### WORK TO DO:
Shift every bounding box coordinate up by 121 in the stretch of the listing from the line containing "Identify each white" through the end of the listing. Write out every line of that stretch, including the lines without coordinates.

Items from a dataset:
====
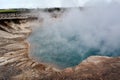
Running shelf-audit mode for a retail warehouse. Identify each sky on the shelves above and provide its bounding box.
[0,0,120,9]
[0,0,88,9]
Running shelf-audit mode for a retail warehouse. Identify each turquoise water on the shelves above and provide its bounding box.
[29,5,120,68]
[30,27,120,68]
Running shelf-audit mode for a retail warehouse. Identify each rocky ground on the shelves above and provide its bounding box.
[0,12,120,80]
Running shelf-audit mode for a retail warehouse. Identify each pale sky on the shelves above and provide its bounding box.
[0,0,120,9]
[0,0,88,8]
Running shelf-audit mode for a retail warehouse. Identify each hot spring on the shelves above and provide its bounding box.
[29,4,120,68]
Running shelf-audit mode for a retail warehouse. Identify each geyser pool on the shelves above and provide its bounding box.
[29,4,120,68]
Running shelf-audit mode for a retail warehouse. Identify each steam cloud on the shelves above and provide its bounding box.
[30,3,120,67]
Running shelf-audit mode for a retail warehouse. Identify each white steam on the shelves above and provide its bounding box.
[30,3,120,66]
====
### EXPECTED OUTPUT:
Running shelf-audit mode for a retail warehouse. Identify each white steam on the shelves above and provide its bounding box.
[151,124,241,187]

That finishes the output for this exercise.